### ПОСТАВЛЕННАЯ ЗАДАЧА 1
Пожалуйста, оформи нумерованным списком строки данных, начиная со строки, где есть «Pick out every instance of the closet», и заканчивая последней строкой данных; пустые строки в список не включай.

### ВЫБРАННЫЙ ТЕКСТ
== == ==

Дважды одно не тверди. Тому, кто учен и разумен,
В сказанном ясно и то, что не сказано. Пусть не связует
Членов повторный союз – у несвязанных легче походка.
Нужно искусной рукой воедино связать их значенья,
Чтобы один лишь союз уму говорил бы за многих.
Этою краткостью ты просторный предмет подпояшешь,
В этом челне проплывешь по морям. Простому рассказу
Это обличье к лицу тогда, когда надобна скромность,
Чтобы не рушили гром небеса, но, развеявши тучи,
Солнце явили с высот. Итак, да выступят дружно
Сила эмфазы, частые члены, падеж всеохватный,
Тонкая мысль о том, что не названо, сбитые связки,
Соединение многих суждений в едином сужденье,
От повторений отказ; таковы пожелания к речи.
Если же нужно другое, предмет подскажет приемы.
Вот образец, из которого все эти явствуют средства:
«Между тем как супруг уехавший занят делами,
Прелюбодейка-жена родит младенца. „От снега, —
Молвит, – его понесла я“. Супруг мирится с обманом,
Сына везет, продает как раба, и жене, насмехаясь,
Вторит обманом таким: „Твой мальчик на солнце растаял!“»
Если столь краткий разбег еще недостаточно краток, —
Пусть замирают твои предложения, пусть о глаголе
Мысль позабудет твоя, – одни имена и названья,
Дух заострив, запиши, и ежели это удастся, —
Сила останется в них. Работай, как в кузнице мастер:
В сердце своем раскали предмет, как в горне железо,
Брось на ученость свою – да будет она наковальней, —
И дарованьем своим, как молотом, куй ее часто.
Молотом этим отбей ненужную свиту глагола,
Чтобы единый глагол сообщил безобразности образ.
Далее разум, как мех, привеет имя к глаголу,
С именем сплавит глагол, и этого будет довольно —
Малый труд новизной засияет, отточенно-стройной,
Все, что нужно, сказав, ни словом больше иль меньше.

== == ==

### Записи набора данных с точечной разметкой
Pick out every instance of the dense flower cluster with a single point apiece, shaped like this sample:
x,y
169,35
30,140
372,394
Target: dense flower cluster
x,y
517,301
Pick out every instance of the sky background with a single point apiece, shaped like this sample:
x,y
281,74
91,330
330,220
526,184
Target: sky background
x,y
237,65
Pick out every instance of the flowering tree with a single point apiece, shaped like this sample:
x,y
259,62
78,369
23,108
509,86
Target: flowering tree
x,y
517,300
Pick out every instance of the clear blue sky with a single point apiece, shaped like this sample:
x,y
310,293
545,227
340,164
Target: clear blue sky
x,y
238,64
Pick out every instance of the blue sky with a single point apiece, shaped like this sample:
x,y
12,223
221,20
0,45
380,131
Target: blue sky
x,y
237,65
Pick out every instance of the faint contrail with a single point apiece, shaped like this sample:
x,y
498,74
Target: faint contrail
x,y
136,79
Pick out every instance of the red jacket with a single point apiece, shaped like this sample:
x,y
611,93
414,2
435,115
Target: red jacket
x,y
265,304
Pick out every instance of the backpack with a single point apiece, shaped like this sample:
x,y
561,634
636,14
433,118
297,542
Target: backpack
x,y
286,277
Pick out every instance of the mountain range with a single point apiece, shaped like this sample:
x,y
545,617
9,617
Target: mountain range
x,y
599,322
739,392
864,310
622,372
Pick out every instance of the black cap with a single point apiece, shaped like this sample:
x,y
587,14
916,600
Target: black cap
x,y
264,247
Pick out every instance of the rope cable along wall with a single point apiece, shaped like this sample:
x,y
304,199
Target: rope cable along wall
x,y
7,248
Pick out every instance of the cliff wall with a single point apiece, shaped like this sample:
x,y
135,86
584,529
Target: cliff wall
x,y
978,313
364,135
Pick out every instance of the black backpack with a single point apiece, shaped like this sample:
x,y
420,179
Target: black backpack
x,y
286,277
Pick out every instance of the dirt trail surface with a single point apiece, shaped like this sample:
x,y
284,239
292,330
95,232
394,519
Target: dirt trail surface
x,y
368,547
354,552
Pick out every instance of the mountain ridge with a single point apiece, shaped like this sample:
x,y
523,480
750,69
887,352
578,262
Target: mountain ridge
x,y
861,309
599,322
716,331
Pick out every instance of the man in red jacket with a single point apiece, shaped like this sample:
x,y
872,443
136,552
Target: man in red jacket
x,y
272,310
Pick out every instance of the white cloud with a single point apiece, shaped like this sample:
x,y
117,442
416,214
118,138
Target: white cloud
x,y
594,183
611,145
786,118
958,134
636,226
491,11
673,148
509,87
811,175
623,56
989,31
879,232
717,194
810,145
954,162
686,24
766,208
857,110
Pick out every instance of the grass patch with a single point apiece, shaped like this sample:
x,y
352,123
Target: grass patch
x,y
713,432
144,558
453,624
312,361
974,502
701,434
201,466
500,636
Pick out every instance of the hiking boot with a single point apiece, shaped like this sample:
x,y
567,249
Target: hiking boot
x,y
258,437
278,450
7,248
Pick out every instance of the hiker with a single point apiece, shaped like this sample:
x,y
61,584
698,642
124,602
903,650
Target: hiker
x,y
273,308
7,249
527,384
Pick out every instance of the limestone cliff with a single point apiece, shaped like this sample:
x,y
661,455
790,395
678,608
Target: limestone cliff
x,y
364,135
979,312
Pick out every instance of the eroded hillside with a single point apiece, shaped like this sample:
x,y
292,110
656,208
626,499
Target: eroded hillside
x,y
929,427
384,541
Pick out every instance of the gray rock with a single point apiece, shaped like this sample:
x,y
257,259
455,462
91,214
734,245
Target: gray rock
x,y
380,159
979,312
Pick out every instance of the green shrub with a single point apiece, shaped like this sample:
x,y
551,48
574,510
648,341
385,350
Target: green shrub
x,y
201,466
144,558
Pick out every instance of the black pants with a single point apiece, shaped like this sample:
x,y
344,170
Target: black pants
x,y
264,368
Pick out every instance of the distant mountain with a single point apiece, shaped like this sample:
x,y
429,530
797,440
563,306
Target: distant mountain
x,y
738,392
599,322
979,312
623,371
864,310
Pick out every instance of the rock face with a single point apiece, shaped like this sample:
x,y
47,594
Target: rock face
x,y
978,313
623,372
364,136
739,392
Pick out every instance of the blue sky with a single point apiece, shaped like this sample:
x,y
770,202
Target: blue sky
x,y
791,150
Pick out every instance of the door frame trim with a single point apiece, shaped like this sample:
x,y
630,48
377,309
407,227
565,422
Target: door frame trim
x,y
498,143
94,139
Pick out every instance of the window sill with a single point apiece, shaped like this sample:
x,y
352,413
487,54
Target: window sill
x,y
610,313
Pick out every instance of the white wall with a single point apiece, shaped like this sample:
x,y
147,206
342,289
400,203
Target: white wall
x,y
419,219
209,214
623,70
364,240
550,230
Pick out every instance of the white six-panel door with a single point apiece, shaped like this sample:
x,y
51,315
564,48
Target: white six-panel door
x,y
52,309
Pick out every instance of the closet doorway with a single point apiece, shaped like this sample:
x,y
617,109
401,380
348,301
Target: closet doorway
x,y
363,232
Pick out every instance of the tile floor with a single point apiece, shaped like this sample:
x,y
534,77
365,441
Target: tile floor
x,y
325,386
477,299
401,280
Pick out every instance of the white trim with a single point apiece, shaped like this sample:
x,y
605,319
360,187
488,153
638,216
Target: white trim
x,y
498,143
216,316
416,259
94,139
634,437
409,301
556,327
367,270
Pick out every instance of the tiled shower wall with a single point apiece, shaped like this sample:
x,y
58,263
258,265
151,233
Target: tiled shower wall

== == ==

### ПОСТАВЛЕННАЯ ЗАДАЧА 2
Ответь по стихотворному фрагменту о краткости речи:
(а) От чего, по словам жены, она понесла младенца?
(б) Чему велено стать наковальней?
(в) Что, как мех, привеет имя к глаголу?

### ПОЛНЫЙ ОТВЕТ 1
1. Pick out every instance of the closet doorway with a single point apiece, shaped like this sample:
2. x,y
3. 617,109
4. 401,380
5. 348,301
6. Target: closet doorway
7. x,y
8. 363,232
9. Pick out every instance of the tile floor with a single point apiece, shaped like this sample:
10. x,y
11. 534,77
12. 365,441
13. Target: tile floor
14. x,y
15. 325,386
16. 477,299
17. 401,280
18. Pick out every instance of the white trim with a single point apiece, shaped like this sample:
19. x,y
20. 605,319
21. 360,187
22. 488,153
23. 638,216
24. Target: white trim
25. x,y
26. 498,143
27. 216,316
28. 416,259
29. 94,139
30. 634,437
31. 409,301
32. 556,327
33. 367,270
34. Pick out every instance of the tiled shower wall with a single point apiece, shaped like this sample:
35. x,y
36. 58,263
37. 258,265
38. 151,233
39. Target: tiled shower wall

### ПОЛНЫЙ ОТВЕТ 2
(а) От снега.
(б) Учености.
(в) Разум.